───── Excerpted data

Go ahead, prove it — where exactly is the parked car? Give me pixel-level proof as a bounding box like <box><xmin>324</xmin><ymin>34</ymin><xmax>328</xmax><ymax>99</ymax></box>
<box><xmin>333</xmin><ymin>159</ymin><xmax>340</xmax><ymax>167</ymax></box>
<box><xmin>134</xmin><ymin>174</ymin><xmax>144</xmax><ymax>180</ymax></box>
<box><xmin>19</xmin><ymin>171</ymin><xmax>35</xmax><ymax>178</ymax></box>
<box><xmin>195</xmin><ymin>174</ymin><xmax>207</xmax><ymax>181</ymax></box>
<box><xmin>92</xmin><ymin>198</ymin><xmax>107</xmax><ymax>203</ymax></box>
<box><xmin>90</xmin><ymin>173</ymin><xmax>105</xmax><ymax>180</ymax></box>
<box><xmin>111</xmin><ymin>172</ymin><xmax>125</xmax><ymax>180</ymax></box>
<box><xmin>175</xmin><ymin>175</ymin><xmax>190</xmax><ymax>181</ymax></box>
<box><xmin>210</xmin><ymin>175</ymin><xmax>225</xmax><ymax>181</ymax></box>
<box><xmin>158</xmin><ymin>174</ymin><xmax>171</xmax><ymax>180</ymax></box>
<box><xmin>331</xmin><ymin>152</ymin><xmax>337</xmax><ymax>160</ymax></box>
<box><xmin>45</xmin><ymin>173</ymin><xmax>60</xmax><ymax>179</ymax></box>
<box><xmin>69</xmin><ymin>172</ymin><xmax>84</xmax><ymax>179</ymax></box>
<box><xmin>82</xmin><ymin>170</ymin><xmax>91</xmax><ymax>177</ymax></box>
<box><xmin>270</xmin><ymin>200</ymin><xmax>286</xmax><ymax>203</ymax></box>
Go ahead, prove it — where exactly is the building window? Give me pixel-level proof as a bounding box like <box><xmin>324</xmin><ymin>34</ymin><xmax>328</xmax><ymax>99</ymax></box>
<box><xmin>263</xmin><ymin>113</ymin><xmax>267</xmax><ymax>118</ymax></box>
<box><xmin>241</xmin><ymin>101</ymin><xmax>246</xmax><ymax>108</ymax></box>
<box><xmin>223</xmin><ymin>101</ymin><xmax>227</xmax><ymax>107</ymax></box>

──────────

* Exercise
Can you copy out everything from the line containing "Go ahead, prove it — where exactly is the building" down to the end of the material, word for word?

* Solution
Go ahead, prove it — where exactly is the building window? Give me pixel-level proof as a bounding box like <box><xmin>324</xmin><ymin>34</ymin><xmax>328</xmax><ymax>99</ymax></box>
<box><xmin>263</xmin><ymin>113</ymin><xmax>267</xmax><ymax>118</ymax></box>
<box><xmin>241</xmin><ymin>101</ymin><xmax>246</xmax><ymax>108</ymax></box>
<box><xmin>223</xmin><ymin>101</ymin><xmax>227</xmax><ymax>107</ymax></box>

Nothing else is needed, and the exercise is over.